SHORT TASK 1:
Output as a JSON list of strings everything in the stored entries from the line containing "lookup white rose" down through the last line of the entries, one string per line, leaving out blank lines.

SOURCE EXTRACT:
I had to knock Clo and The Captain of my side bar, their blogs have gone the way of Crystal Pepsi.
It's not all bad news today, I'm adding Some Guy to the list. His is a unique blog, Guy simply commandeered the comments section of an abandoned blog. Guy and I shared a house during my Senior year of college. He called me recently as I was winding my way through the one-way streets of downtown Corpus Christi. He then paid me what is perhaps the nicest compliment I've received in years on his blog, calling me a true protege of The Professor. Though I should clarify, Guy meant that with regard to our similar Southern drawl and facial hair, not intellect.
It's a little known fact, but The Professor and my dad, Old Methodist Theologian, were classmates at Yale Divinity School back in the late 70's. They didn't realize it at the time because they were both overwhelmed trying to balance their studies and maintain young families. While at university, I'd frequently ride my bike to The Professor's farm. He'd leave his barn door open and let me have at his fishing equipment and fish pond. To this day, The Professor holds the record of "The Person with Whom I have Killed the Most Living Creatures." I'd hold catfish down with pliers as he'd club them over the head. I once hooked a snapper turtle; I pulled the line taut as he lobbed off its head. There was also the time we went out with his shotgun and hunted down groundhogs that were burrowing through the horse pasture. While The Professor came by this honestly (being both a Texan and a Lutheran,) neither of us took pleasure in the killing. We would brood over the writings of Albert Schweitzer....on the one hand recognizing the sacredness of life, and on the other keeping the horses from tripping in holes. Or keeping the turtles from depleting the fish population. Or having catfish for dinner (or fresh venison for that matter, which The Professor kept stocked in his freezer.)
In those days I was still quite a brooder, knowing that my day was coming and unsure whether before my ultimate demise I would live my life to the fullest. Or whether the quest for fulfillment continues beyond death. I suffered bouts of existential angst...but I don't much more. I haven't really sat down to discern why. But thanks to JtH for posting It's probably the cough syrup speaking, I now have a backdrop from which I can contrast the new me.
Prior to launching into a discussion such as this, I think it's important to lay down some background. Call me a relativist, but I think it's necessary. To fully understand where somebody is, you need to know where they've been. JtH does so here. I'll do so here....

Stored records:

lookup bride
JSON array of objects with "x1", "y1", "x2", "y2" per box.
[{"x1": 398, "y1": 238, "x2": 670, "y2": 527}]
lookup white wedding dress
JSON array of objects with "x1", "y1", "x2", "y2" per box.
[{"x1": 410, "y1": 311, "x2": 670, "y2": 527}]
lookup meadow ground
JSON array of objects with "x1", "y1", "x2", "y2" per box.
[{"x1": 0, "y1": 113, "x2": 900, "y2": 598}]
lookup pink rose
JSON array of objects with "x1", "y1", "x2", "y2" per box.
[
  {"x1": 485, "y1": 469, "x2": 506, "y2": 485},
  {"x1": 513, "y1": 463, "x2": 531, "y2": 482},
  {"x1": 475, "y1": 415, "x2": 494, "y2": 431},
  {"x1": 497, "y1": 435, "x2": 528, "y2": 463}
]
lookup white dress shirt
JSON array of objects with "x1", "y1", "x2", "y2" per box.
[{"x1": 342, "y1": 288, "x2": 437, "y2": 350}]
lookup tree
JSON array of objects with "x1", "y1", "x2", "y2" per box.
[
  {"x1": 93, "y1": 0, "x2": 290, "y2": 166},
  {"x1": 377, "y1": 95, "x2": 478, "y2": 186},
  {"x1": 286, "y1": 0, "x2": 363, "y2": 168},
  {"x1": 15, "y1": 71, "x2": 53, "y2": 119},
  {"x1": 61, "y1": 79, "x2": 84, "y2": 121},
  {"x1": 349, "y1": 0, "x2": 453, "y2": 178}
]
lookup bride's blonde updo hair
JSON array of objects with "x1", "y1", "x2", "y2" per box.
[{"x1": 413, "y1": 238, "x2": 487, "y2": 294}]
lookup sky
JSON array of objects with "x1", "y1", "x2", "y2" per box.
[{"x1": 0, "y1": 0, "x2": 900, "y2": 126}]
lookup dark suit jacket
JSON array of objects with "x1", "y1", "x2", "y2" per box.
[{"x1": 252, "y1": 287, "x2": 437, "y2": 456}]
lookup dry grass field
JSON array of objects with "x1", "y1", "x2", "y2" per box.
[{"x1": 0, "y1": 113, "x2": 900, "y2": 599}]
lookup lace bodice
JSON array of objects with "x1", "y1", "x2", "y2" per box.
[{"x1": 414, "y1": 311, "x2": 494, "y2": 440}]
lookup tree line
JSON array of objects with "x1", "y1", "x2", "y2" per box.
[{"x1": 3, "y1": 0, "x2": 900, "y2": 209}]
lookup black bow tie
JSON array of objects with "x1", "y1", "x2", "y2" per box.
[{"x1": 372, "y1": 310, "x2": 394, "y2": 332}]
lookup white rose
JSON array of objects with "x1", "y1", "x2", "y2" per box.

SHORT TASK 2:
In the blog post, what did The Professor keep stocked in his freezer?

TASK ANSWER 1:
[
  "lookup white rose",
  "JSON array of objects with \"x1\", \"y1\", \"x2\", \"y2\" per box."
]

TASK ANSWER 2:
Fresh venison.